• Coordinate labeling data:
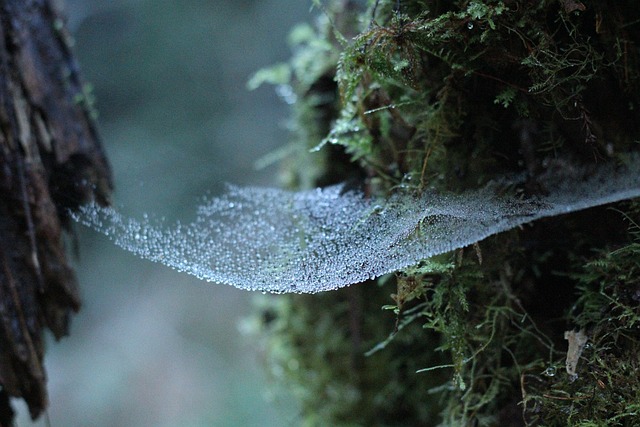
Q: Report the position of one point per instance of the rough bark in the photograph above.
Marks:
(50, 161)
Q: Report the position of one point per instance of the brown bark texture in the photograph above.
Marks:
(51, 161)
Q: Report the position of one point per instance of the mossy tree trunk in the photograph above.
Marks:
(50, 161)
(453, 96)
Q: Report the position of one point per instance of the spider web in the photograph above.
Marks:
(278, 241)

• EXERCISE: Write out all of the data above word for word, leaving out the pictures.

• EXPECTED ANSWER:
Q: Report the position of one point per instance of the rough bark in the photograph above.
Marks:
(50, 161)
Q: Report the position of one point per instance of the brown bark texture in the photograph above.
Marks:
(51, 161)
Q: Report the position of one point per instance of the mossy tree trunk in the photograph above.
Marks:
(50, 161)
(453, 96)
Q: Report the position of one point per instance of the spider web in the photograph above.
Marks:
(278, 241)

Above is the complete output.